▶ **Consigne**
D'après l'extrait sur le chantage à la délocalisation, de quel pourcentage les concessions imposées aux ouvriers de l'usine Bosch de Vénissieux ont-elles réduit les coûts salariaux ?

DOSSIER : Délocalisations, chômage et démagogie chauvine

Sales coups et petite cuisine

Mis en ligne le 14 novembre 2004 Convergences Politique

Côté patronal, une recette - pas toute nouvelle - fait fureur depuis cet été. Il s’agit du chantage à la délocalisation. Pour cela : se munir d’un patron cherchant à augmenter ses profits (se trouve très facilement dans les entreprises petites et grandes), d’un taux de chômage élevé qui accroît la vulnérabilité des salariés et, pour relever le tout, de syndicats dociles. Agiter ensuite la menace de délocalisation pour faire pression sur les salaires et le temps de travail. Le tour est joué.

Après avoir annoncé son intention de délocaliser la production, le patron de l’usine de Vénissieux du groupe Bosch s’est dit prêt à négocier si les ouvriers consentaient à une modification de leur contrat de travail. Résultat : 36 heures de travail payées 35 par le biais d’une suppression de jours de RTT, modération salariale pendant 3 ans, réduction de la majoration des heures de nuit. Soit une baisse de 12 % des coûts salariaux. La direction, dans sa grande magnanimité, affirme avoir « sauvé » 190 emplois sur les 300 suppressions prévues d’ici à 2007 [1]. Faut-il comprendre qu’il est toujours question de 110 suppressions de postes ? Côté syndical, le délégué CFDT affirme pourtant que les ouvriers de Rodez eux aussi « devront faire des efforts s’ils veulent conserver leurs lignes de montage », et encore que « la demande de la direction n’était pas de travailler plus (ben voyons !), mais de trouver les moyens de devenir plus compétitifs pour garantir notre avenir (sic) ». Avec des syndicalistes aussi combatifs, pas étonnant que des patrons déclarent en avoir « marre de faire du social en France » [2].

▶ **Données affichées**

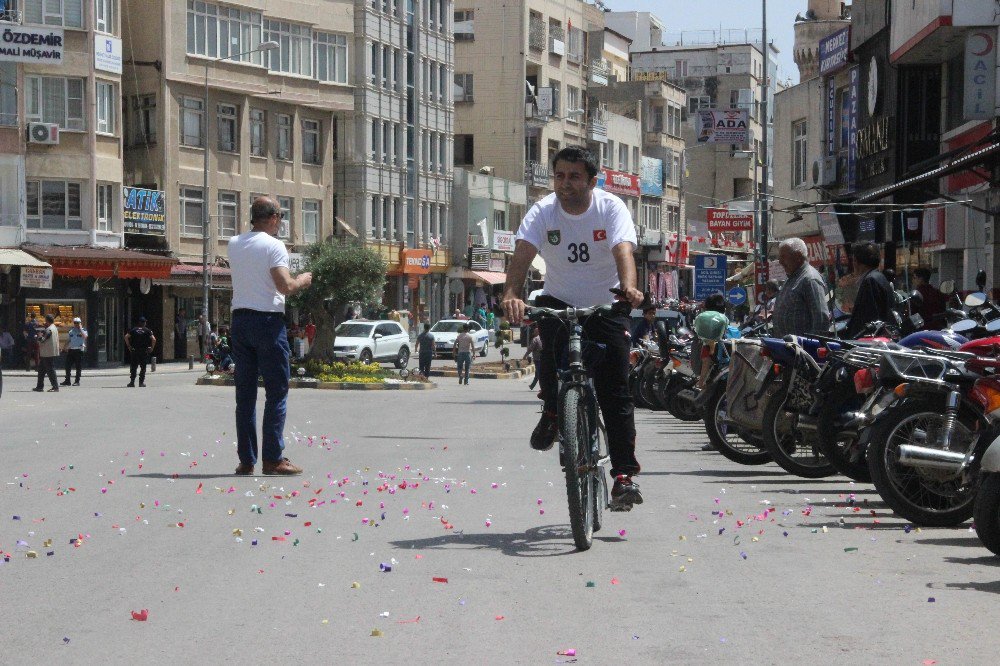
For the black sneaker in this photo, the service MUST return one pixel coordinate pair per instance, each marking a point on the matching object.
(544, 434)
(625, 493)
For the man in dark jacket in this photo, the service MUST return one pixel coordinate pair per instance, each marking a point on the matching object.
(875, 295)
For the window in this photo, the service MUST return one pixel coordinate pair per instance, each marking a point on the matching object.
(799, 145)
(463, 88)
(107, 107)
(703, 102)
(310, 221)
(284, 136)
(144, 111)
(229, 213)
(215, 31)
(312, 150)
(465, 25)
(258, 132)
(294, 53)
(8, 94)
(464, 149)
(65, 13)
(105, 207)
(53, 204)
(192, 211)
(285, 228)
(330, 54)
(192, 121)
(229, 133)
(54, 99)
(104, 16)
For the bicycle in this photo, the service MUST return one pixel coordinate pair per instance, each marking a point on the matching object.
(583, 449)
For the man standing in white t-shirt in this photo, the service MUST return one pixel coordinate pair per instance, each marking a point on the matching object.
(259, 264)
(586, 237)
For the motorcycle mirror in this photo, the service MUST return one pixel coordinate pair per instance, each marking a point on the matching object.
(975, 299)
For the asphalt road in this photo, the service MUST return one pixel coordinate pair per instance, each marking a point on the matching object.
(722, 564)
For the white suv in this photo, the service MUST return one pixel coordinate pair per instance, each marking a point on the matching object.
(367, 341)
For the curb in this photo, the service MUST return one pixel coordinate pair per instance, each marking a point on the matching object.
(329, 386)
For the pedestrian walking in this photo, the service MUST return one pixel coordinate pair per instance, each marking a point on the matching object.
(464, 344)
(800, 307)
(535, 352)
(425, 351)
(261, 281)
(204, 335)
(75, 347)
(140, 342)
(180, 334)
(48, 350)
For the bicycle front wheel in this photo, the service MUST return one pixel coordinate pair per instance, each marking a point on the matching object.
(575, 429)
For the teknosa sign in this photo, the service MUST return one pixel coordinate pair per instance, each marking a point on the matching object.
(723, 219)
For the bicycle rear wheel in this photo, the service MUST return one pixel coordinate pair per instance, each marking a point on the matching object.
(575, 429)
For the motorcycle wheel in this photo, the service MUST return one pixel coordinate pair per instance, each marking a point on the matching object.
(726, 439)
(840, 448)
(986, 515)
(683, 410)
(927, 497)
(793, 450)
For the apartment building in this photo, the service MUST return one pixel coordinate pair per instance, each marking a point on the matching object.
(224, 102)
(394, 178)
(61, 170)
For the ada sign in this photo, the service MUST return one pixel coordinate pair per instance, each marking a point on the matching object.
(709, 275)
(107, 54)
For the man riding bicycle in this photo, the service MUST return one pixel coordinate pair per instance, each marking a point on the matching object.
(586, 237)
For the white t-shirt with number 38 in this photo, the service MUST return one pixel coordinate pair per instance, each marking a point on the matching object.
(579, 265)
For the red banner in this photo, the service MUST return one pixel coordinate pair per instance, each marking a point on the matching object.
(723, 219)
(620, 183)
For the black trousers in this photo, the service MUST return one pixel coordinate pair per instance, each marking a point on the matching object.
(74, 359)
(610, 378)
(46, 367)
(139, 361)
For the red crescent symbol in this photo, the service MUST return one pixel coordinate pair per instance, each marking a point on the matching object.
(989, 43)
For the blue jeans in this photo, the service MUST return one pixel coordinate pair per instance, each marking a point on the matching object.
(464, 364)
(260, 348)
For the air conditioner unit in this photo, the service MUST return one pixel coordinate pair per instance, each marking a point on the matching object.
(824, 171)
(47, 133)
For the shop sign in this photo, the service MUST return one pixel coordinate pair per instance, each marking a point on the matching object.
(503, 241)
(723, 126)
(723, 219)
(833, 51)
(651, 176)
(36, 46)
(979, 98)
(415, 262)
(36, 277)
(616, 182)
(142, 211)
(107, 54)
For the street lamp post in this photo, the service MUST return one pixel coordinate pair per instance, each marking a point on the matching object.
(265, 46)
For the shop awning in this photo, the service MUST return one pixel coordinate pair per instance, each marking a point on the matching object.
(99, 262)
(11, 256)
(489, 277)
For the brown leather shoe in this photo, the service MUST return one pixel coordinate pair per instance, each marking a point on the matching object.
(283, 467)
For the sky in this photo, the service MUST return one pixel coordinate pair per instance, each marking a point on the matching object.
(684, 15)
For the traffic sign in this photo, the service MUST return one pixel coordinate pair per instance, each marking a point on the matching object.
(709, 275)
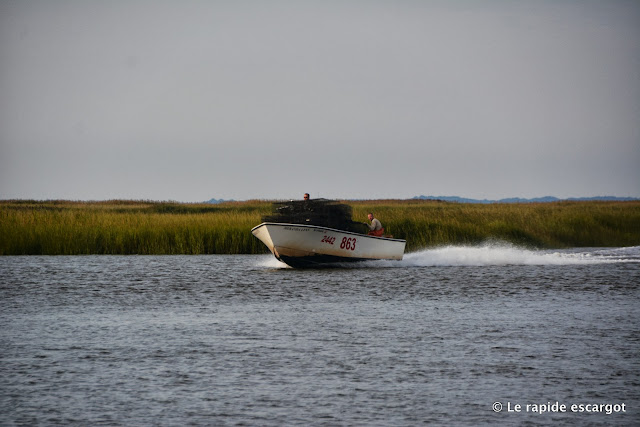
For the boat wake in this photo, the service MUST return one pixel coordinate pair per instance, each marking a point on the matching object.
(505, 254)
(495, 254)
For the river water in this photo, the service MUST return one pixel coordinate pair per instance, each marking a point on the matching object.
(448, 336)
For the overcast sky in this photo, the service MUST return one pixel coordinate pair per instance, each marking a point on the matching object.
(192, 100)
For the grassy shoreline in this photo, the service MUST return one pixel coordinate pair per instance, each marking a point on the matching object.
(29, 227)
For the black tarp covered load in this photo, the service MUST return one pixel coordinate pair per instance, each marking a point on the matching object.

▶ **Réponse rédigée**
De 12 %.